I am so sick of this mess. When this info from a study done by an EMS group out in AZ I think, came out a couple of weeks ago, AHA said that they weren't going to change CPR guidelines due to lack of appropriate study on the subject. Now suddenly they are looking at endorsing it???

This last time I renewed ACLS they were pushing compressions instead of defib, stating that there were not enough good outcomes. Of course when I renewed ACLS prior to a year ago, the focus was on fast defib and not worry so much about CPR. And prior to that the focus had been on CPR and not defib, and on and on back to the dark ages of ACLS when people actually had to know something to pass the class.

Last week I read an article that said that people weren't being shocked in a timely fashion, particularly in hospitals, and that CPR was fine but defib was needed more.

## SUPPLIED MATERIAL
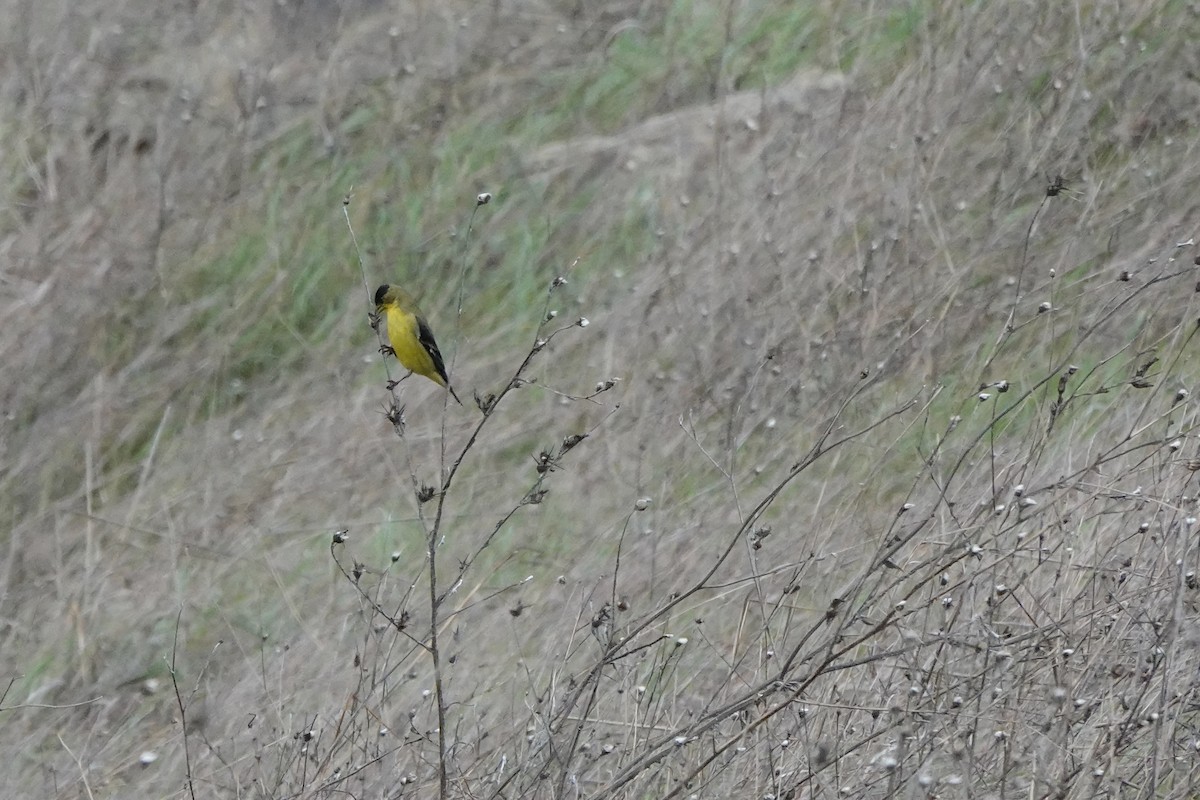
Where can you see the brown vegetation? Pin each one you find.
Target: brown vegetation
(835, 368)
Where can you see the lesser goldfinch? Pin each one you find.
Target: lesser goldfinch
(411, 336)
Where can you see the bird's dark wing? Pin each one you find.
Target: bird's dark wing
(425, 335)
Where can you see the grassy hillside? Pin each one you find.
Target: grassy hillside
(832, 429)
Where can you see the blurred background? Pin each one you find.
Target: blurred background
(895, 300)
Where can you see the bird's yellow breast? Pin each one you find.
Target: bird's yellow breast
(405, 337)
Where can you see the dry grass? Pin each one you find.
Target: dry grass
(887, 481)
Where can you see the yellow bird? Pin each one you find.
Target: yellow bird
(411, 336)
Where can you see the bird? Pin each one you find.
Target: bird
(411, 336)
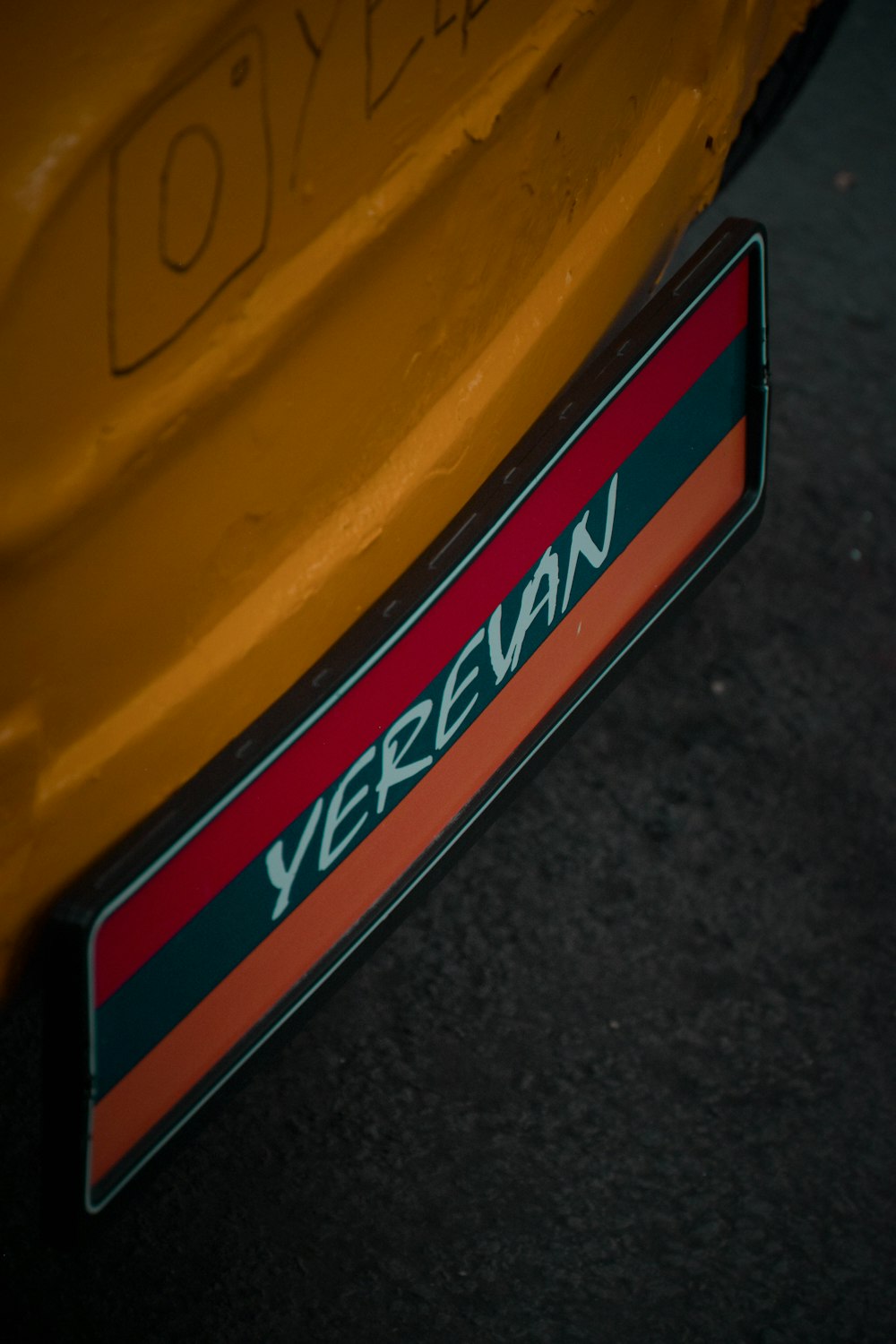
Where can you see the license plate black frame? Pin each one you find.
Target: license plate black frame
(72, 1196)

## REQUIRED ACTION
Summarize the post about CPR guidelines in three sentences. Base your work only on the text.

## ANSWER FOR THE TASK
The writer is fed up that the AHA, after saying a couple of weeks ago that it would not change CPR guidelines because the subject lacked appropriate study, is now looking at endorsing the change. ACLS training has kept shifting its emphasis, from CPR over defib, to fast defib, to the most recent renewal's push for compressions instead of defib. An article the writer read last week said that people, particularly in hospitals, were not being shocked in a timely fashion and that defib was needed more.